(Location identification entries)
--- START ---

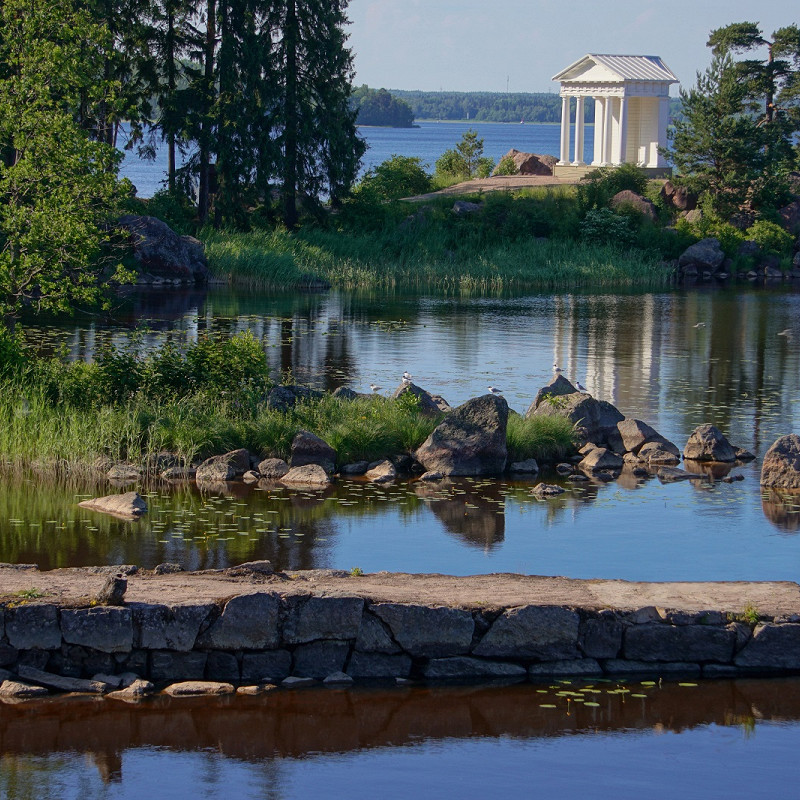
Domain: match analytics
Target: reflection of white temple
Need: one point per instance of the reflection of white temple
(631, 112)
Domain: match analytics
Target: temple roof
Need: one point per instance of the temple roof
(601, 68)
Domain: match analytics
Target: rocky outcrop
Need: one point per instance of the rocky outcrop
(781, 466)
(470, 441)
(160, 252)
(309, 449)
(629, 199)
(707, 443)
(129, 505)
(704, 256)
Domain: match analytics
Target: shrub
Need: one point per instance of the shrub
(603, 226)
(771, 237)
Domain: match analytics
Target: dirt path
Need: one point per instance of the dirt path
(70, 586)
(500, 183)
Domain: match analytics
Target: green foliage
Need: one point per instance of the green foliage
(771, 237)
(398, 176)
(603, 226)
(545, 438)
(58, 189)
(381, 108)
(600, 185)
(506, 166)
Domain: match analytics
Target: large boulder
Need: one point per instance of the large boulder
(595, 420)
(629, 199)
(310, 449)
(425, 402)
(707, 443)
(470, 441)
(704, 256)
(781, 466)
(161, 252)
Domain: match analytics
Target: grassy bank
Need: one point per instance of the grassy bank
(77, 417)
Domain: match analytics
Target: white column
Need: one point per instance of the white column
(608, 129)
(599, 109)
(622, 140)
(579, 112)
(663, 121)
(565, 112)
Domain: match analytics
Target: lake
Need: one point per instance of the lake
(638, 350)
(572, 740)
(427, 141)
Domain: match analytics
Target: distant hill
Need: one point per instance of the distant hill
(493, 106)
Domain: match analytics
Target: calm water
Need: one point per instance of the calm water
(427, 142)
(639, 351)
(708, 742)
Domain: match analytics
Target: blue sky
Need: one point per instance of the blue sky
(478, 45)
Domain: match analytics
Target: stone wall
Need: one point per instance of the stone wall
(252, 638)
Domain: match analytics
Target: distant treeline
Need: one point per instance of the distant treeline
(493, 106)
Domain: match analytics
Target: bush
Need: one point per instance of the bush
(771, 237)
(603, 226)
(398, 176)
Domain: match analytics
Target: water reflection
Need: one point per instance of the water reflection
(237, 744)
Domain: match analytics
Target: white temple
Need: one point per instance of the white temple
(631, 112)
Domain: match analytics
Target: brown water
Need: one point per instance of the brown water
(719, 739)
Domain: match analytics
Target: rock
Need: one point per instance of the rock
(384, 472)
(199, 688)
(579, 667)
(543, 633)
(595, 420)
(272, 469)
(248, 622)
(356, 468)
(661, 642)
(107, 629)
(310, 449)
(323, 618)
(706, 254)
(558, 387)
(379, 665)
(129, 505)
(428, 632)
(310, 475)
(781, 466)
(159, 251)
(543, 491)
(527, 467)
(224, 468)
(629, 199)
(661, 452)
(113, 591)
(600, 458)
(470, 441)
(464, 667)
(124, 473)
(283, 398)
(59, 682)
(425, 402)
(338, 679)
(33, 626)
(708, 444)
(22, 691)
(463, 207)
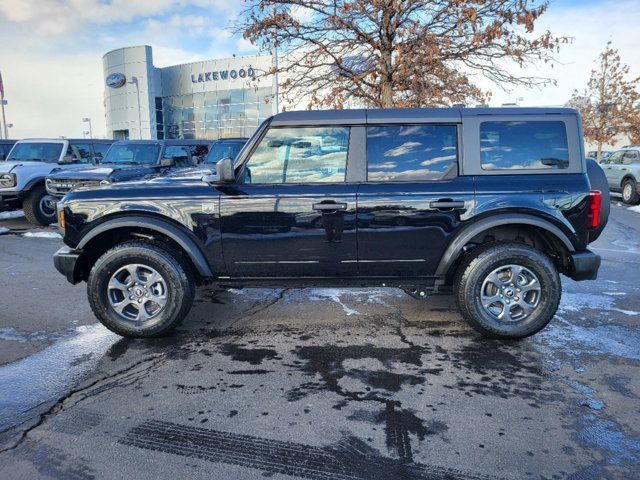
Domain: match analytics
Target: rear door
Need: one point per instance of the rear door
(413, 201)
(612, 169)
(292, 211)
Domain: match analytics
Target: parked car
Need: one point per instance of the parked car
(130, 160)
(5, 147)
(22, 174)
(496, 203)
(593, 154)
(622, 169)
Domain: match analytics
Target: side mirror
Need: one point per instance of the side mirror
(224, 169)
(167, 162)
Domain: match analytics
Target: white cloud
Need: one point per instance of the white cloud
(403, 149)
(58, 17)
(591, 26)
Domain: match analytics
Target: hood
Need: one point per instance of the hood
(86, 173)
(6, 167)
(28, 168)
(190, 173)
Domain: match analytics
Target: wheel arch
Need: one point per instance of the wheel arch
(628, 176)
(32, 183)
(538, 227)
(117, 229)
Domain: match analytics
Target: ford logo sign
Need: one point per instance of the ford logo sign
(116, 80)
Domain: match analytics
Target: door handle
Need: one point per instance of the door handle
(447, 204)
(329, 206)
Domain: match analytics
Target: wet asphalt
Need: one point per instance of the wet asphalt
(319, 383)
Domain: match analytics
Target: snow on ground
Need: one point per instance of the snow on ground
(578, 302)
(13, 214)
(42, 235)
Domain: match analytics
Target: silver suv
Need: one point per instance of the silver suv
(622, 169)
(23, 173)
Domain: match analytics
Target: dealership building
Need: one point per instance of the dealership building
(209, 99)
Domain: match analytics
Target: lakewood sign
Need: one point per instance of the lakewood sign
(223, 75)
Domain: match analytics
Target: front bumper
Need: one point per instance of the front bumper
(66, 262)
(585, 265)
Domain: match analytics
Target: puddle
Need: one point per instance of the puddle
(50, 373)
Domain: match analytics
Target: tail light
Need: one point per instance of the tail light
(595, 207)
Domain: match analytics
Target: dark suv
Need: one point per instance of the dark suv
(130, 160)
(490, 203)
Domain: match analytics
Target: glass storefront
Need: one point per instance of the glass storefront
(213, 115)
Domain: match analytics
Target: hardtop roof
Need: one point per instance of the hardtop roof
(401, 115)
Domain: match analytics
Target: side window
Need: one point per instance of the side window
(81, 152)
(179, 153)
(616, 158)
(630, 156)
(100, 150)
(199, 152)
(300, 155)
(522, 145)
(411, 153)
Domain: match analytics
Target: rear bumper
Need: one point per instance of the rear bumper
(585, 265)
(66, 262)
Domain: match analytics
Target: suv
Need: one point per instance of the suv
(622, 169)
(5, 148)
(490, 203)
(22, 174)
(130, 160)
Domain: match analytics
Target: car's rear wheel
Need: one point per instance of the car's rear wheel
(507, 290)
(629, 192)
(39, 207)
(139, 289)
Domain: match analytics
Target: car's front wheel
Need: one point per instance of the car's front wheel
(507, 290)
(629, 192)
(140, 289)
(39, 207)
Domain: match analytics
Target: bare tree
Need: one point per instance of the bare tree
(609, 104)
(404, 53)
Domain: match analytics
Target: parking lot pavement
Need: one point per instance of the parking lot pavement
(334, 384)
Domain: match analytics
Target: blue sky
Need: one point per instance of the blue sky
(51, 50)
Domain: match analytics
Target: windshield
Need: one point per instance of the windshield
(36, 152)
(132, 153)
(221, 150)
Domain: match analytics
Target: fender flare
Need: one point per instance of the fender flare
(32, 183)
(454, 250)
(175, 233)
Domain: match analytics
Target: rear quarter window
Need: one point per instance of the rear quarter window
(523, 145)
(411, 153)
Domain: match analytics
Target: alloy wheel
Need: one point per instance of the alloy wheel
(510, 293)
(137, 293)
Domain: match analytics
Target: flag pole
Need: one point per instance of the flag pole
(4, 118)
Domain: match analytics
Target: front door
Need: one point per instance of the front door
(413, 202)
(291, 212)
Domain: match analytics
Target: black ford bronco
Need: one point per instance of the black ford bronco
(490, 204)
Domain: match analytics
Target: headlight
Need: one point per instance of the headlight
(7, 180)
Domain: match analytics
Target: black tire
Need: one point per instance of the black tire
(480, 263)
(33, 208)
(178, 288)
(629, 192)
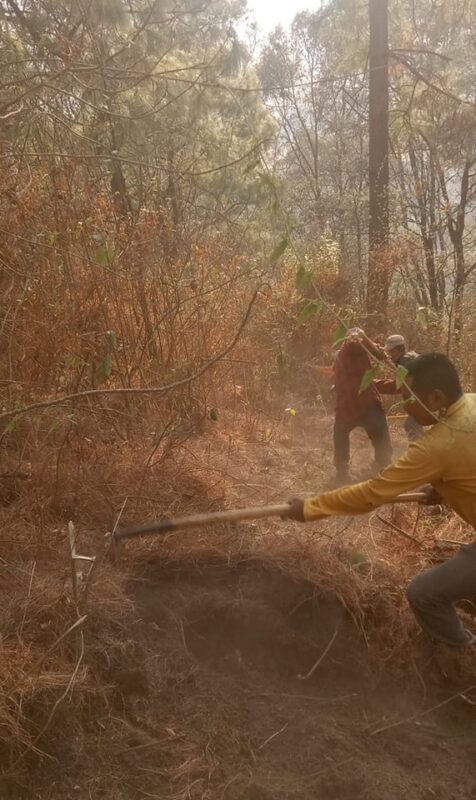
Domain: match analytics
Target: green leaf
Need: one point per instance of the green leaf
(279, 250)
(400, 376)
(111, 339)
(104, 255)
(303, 279)
(341, 334)
(308, 311)
(368, 378)
(103, 372)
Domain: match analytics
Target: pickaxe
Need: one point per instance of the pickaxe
(235, 515)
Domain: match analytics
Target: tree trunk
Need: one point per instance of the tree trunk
(378, 269)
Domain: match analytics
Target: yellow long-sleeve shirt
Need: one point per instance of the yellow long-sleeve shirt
(444, 456)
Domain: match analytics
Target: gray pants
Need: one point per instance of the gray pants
(432, 595)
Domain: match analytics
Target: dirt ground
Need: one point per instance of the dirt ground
(270, 661)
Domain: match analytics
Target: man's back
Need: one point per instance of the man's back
(350, 366)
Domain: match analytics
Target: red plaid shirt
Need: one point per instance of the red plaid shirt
(350, 366)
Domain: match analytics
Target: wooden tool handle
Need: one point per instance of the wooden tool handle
(196, 520)
(235, 515)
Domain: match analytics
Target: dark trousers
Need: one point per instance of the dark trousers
(374, 423)
(432, 595)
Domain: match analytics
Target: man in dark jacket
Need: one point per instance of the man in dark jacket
(355, 408)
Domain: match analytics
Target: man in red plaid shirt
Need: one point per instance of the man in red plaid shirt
(358, 410)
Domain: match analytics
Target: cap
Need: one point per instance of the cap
(396, 340)
(355, 332)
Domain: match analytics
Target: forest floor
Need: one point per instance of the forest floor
(214, 697)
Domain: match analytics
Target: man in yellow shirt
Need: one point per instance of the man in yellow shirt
(445, 457)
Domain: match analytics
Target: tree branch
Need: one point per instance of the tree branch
(13, 413)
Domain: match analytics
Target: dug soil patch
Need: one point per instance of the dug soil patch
(259, 687)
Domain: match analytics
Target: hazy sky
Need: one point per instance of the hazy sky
(269, 13)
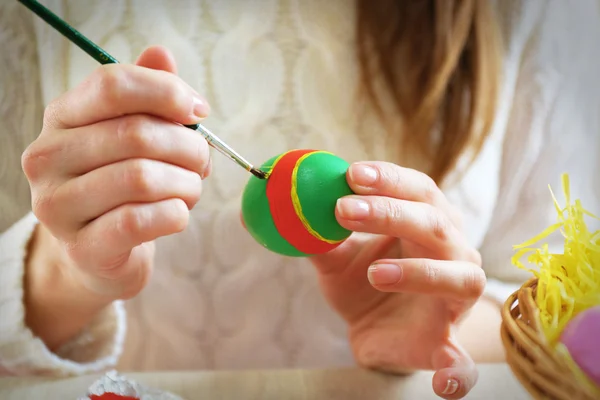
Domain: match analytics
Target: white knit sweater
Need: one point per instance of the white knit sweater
(278, 75)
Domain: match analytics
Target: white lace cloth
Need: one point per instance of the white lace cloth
(279, 75)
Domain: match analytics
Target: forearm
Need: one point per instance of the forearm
(56, 308)
(479, 332)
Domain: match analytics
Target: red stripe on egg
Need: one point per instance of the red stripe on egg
(288, 223)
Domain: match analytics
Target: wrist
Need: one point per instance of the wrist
(57, 306)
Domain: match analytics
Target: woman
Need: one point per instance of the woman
(477, 96)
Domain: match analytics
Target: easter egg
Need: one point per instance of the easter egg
(581, 337)
(292, 212)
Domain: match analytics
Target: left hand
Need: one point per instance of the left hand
(406, 278)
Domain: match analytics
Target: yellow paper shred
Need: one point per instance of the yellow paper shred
(568, 283)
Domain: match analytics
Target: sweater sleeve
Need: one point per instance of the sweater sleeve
(21, 110)
(553, 129)
(21, 353)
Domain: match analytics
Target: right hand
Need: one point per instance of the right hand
(111, 171)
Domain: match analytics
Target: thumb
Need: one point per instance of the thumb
(157, 57)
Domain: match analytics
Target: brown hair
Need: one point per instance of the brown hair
(439, 62)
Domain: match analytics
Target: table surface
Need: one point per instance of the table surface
(495, 382)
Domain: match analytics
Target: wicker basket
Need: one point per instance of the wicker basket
(543, 372)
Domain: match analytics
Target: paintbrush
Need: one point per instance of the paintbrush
(104, 58)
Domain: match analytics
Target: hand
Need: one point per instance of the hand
(422, 276)
(111, 171)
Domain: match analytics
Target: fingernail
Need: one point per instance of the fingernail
(201, 108)
(208, 169)
(384, 274)
(352, 209)
(451, 387)
(363, 175)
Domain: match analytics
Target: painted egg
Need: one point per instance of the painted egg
(581, 337)
(292, 212)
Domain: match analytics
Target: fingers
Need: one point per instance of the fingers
(419, 223)
(450, 279)
(108, 240)
(115, 90)
(390, 180)
(456, 373)
(157, 57)
(87, 197)
(77, 151)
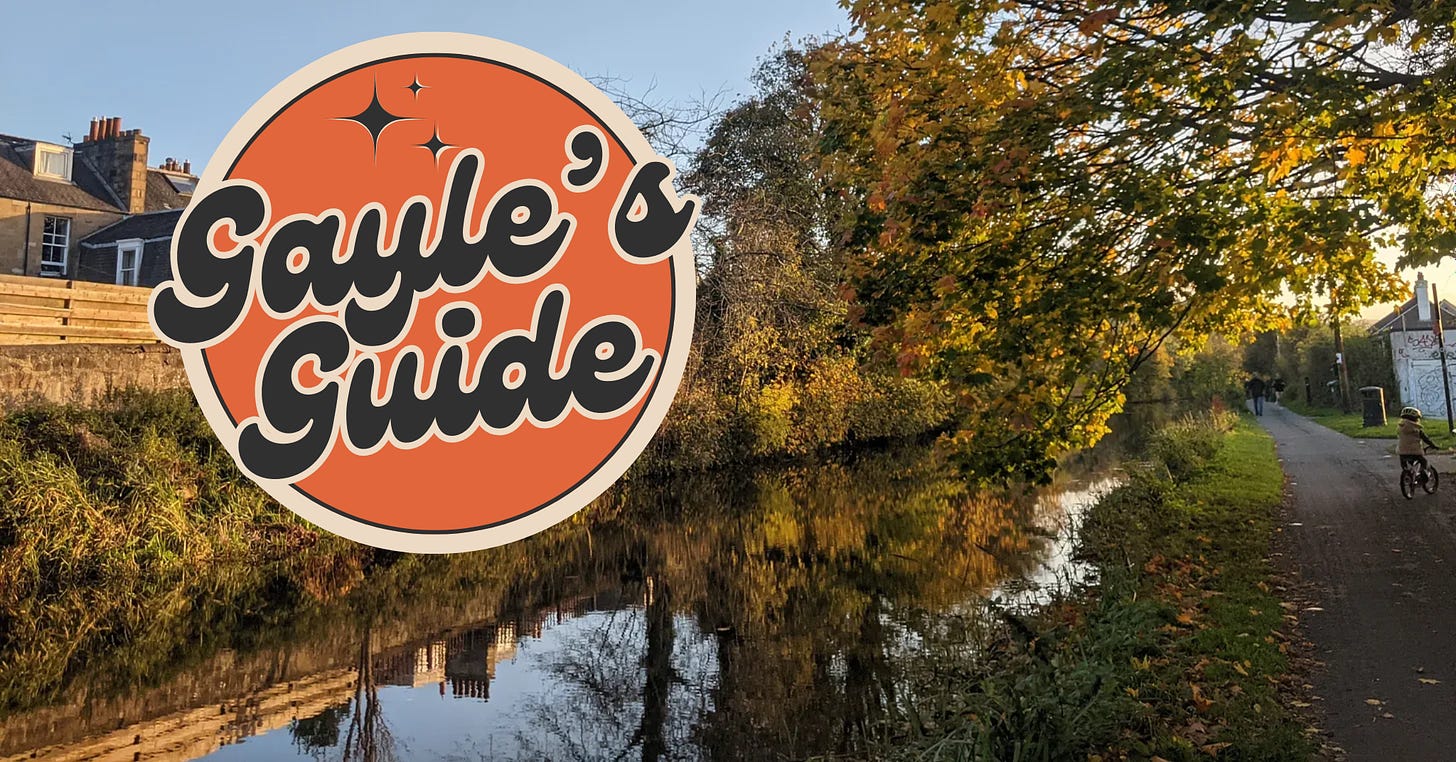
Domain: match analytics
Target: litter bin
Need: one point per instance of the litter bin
(1373, 401)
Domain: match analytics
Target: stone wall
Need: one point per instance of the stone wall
(80, 373)
(13, 232)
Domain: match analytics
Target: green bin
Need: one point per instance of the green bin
(1372, 399)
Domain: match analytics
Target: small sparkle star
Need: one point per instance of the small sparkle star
(434, 144)
(374, 118)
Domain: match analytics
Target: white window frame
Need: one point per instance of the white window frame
(130, 245)
(56, 268)
(53, 150)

--- END ---

Which lines in the entries above contain the word "forearm"? List each of them in full.

## TASK ANSWER
Target: forearm
Need: one point per instance of the forearm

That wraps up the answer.